* [Information supplied]:
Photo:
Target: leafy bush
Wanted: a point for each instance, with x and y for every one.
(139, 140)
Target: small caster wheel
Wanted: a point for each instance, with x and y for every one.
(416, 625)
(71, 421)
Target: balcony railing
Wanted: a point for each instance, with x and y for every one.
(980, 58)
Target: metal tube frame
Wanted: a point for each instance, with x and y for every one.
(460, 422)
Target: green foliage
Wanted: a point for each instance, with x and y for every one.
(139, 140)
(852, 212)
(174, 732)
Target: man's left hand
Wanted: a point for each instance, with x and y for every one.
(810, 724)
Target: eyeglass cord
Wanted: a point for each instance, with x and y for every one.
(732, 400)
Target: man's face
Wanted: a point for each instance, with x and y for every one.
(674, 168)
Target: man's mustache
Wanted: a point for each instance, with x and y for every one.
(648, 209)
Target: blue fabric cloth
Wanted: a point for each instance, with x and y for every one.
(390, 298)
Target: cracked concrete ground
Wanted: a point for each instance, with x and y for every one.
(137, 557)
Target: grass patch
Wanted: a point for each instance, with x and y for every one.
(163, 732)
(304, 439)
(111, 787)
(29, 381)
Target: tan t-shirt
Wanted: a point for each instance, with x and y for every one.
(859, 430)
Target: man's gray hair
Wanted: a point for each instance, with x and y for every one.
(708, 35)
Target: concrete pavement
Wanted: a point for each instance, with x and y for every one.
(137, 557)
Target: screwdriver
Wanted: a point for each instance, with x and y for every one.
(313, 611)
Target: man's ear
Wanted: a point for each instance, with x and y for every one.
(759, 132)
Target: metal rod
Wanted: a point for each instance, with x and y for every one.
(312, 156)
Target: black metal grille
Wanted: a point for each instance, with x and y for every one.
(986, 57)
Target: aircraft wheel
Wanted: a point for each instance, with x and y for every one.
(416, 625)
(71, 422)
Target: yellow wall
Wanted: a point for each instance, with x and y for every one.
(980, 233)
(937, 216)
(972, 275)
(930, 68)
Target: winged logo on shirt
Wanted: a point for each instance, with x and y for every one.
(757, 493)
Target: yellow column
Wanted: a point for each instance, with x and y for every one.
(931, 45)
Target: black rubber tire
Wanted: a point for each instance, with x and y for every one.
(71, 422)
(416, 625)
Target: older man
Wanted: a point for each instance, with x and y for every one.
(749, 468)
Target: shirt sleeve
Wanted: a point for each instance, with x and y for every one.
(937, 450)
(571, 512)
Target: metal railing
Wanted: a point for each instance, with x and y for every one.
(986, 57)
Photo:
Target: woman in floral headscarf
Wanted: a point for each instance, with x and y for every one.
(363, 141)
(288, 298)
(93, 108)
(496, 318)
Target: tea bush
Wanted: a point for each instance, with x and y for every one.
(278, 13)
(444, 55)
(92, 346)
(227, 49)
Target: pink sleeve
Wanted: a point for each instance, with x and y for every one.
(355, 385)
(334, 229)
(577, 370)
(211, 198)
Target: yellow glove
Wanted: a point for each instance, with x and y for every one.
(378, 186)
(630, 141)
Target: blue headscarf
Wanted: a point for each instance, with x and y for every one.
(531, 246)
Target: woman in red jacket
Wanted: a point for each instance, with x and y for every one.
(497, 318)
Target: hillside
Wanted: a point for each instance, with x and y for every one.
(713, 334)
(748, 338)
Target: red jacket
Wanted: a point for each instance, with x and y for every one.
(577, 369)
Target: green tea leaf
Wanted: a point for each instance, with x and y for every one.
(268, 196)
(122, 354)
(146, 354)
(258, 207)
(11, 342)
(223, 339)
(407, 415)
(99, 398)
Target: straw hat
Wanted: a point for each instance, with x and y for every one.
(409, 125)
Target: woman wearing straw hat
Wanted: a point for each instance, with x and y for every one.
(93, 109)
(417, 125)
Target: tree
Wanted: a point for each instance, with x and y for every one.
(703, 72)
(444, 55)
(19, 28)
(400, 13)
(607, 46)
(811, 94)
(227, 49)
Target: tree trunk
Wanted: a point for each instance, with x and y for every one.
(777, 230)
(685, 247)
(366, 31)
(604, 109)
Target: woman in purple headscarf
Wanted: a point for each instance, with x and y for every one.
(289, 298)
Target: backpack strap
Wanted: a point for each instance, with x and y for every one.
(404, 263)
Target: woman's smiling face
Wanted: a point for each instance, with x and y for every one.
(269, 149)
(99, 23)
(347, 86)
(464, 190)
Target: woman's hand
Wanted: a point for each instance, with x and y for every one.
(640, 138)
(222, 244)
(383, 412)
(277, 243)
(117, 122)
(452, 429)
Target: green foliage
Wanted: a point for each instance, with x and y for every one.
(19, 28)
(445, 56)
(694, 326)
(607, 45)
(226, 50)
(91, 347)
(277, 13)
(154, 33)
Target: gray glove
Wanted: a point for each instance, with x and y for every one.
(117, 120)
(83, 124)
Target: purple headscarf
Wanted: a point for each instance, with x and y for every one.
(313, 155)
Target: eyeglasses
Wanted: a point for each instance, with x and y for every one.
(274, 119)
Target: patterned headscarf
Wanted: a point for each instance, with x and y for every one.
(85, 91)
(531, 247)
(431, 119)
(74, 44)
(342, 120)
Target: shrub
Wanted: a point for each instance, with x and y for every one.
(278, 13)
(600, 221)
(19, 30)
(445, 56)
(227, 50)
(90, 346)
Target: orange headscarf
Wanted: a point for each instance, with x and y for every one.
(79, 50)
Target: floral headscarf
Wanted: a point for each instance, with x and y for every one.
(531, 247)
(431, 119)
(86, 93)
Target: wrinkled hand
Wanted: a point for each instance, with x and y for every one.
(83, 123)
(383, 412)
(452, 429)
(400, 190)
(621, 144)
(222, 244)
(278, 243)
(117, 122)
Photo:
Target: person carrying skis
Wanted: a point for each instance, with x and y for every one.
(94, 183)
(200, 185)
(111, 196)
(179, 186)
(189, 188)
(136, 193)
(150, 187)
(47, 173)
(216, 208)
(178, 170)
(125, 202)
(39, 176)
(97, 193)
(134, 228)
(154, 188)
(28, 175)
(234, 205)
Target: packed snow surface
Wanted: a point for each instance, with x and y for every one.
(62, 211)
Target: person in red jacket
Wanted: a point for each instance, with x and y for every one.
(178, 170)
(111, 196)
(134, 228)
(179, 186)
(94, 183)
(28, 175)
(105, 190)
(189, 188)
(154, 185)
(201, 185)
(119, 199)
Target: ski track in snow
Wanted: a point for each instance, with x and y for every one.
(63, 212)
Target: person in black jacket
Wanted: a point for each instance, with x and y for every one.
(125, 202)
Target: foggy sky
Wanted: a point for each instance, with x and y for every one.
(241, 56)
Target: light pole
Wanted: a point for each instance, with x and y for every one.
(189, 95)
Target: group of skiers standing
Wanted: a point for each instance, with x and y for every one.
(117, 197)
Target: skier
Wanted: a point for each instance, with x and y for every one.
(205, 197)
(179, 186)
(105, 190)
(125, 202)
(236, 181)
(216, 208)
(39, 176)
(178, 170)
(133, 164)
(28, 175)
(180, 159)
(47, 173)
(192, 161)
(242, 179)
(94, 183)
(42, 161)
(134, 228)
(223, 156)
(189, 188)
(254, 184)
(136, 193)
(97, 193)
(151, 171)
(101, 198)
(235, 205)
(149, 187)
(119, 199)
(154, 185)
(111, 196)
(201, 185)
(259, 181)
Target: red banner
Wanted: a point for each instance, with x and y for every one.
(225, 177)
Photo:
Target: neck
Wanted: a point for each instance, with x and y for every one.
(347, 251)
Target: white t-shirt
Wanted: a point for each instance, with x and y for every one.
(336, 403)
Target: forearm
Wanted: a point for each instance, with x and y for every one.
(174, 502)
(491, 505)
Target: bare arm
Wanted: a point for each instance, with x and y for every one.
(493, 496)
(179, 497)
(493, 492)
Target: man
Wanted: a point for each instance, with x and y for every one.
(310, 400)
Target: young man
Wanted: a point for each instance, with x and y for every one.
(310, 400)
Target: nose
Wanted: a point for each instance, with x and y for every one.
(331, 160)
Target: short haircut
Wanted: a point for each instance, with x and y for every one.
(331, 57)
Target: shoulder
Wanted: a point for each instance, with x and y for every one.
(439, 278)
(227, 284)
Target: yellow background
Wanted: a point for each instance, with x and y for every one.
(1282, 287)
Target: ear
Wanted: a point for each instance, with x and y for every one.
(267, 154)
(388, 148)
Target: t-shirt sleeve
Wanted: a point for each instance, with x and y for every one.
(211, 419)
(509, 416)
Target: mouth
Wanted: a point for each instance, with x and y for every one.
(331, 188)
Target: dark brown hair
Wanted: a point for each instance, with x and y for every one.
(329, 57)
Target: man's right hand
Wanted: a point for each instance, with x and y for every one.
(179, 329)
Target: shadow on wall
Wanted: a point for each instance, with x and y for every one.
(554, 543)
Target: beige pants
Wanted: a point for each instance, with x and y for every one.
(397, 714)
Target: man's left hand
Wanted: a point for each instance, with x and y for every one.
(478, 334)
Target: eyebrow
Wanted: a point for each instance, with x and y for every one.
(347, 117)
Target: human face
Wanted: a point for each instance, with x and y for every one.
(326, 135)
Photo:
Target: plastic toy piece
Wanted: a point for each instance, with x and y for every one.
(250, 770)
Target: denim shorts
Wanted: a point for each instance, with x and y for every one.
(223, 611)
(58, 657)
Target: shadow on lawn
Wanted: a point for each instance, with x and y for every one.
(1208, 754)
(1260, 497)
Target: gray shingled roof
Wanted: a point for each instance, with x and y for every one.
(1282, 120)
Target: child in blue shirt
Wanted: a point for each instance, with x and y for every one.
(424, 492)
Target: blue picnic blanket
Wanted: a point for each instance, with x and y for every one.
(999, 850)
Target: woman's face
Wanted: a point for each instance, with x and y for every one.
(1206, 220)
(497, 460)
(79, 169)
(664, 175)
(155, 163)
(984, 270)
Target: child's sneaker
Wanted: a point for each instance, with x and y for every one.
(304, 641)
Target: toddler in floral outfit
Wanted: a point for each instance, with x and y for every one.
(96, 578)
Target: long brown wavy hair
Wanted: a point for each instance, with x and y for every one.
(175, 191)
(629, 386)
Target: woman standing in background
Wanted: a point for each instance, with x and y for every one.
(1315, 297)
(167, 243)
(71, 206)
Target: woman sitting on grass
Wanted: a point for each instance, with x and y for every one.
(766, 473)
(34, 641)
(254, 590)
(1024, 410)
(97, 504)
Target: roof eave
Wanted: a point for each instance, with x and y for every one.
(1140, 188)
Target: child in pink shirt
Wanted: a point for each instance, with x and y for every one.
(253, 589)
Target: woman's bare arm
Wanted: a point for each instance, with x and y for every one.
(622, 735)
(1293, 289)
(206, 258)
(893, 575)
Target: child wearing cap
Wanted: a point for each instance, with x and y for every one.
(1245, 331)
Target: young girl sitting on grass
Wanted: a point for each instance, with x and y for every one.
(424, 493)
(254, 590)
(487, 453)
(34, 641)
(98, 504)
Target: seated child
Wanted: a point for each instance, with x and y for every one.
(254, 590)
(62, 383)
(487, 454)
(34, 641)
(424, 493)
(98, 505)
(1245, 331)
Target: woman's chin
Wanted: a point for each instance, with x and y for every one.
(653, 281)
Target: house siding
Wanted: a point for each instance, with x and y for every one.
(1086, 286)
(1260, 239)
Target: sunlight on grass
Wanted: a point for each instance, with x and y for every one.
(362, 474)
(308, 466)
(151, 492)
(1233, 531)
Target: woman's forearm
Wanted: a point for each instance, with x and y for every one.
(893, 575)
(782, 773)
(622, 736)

* [Aim]: Turn the lines above into a numbered list, starting at the line that contains "Target: woman's chin" and stopping after the line that contains "(1260, 239)". Leave out any blank lines.

* [Complete output]:
1. Target: woman's chin
2. Wanted: a point for each instance, with x and y for every one.
3. (653, 281)
4. Target: house siding
5. Wanted: a point for each instance, with x and y for every one.
6. (1086, 286)
7. (1260, 239)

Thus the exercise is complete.